WORK TO DO: Please print the material below line for line, with no changes, and omit the pictures.

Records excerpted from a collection
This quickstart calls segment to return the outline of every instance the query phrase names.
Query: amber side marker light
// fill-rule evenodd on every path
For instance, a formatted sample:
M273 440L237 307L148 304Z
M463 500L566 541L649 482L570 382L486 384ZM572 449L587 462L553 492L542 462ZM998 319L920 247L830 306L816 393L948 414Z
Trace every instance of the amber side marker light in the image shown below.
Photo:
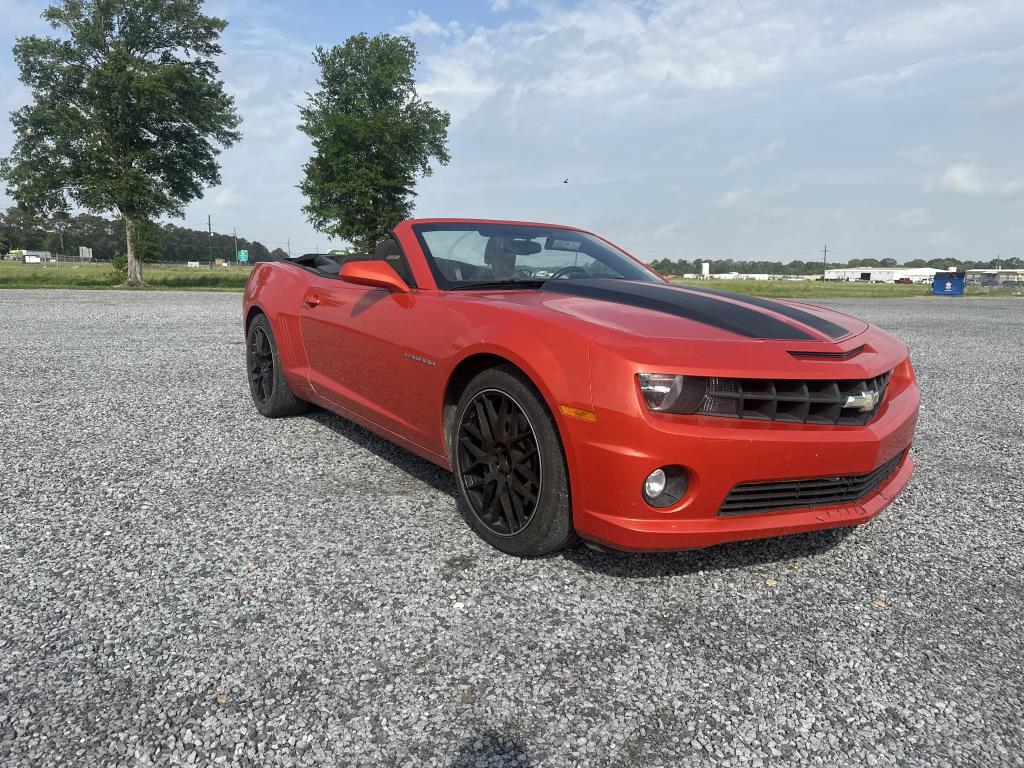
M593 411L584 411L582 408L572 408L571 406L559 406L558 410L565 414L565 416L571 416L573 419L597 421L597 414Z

RESULT BELOW:
This quickstart calls segment to return the outline of every instance the query phrase names.
Query: amber side marker light
// fill-rule evenodd on every path
For instance, a formatted sample:
M273 440L237 307L148 304Z
M463 500L566 541L649 482L570 382L486 384ZM572 449L587 462L553 492L542 462ZM998 319L920 247L830 306L816 393L948 414Z
Trace every instance of the amber side marker light in the image shown below.
Photo:
M593 411L584 411L582 408L572 408L571 406L559 406L558 410L565 414L565 416L571 416L573 419L597 421L597 414Z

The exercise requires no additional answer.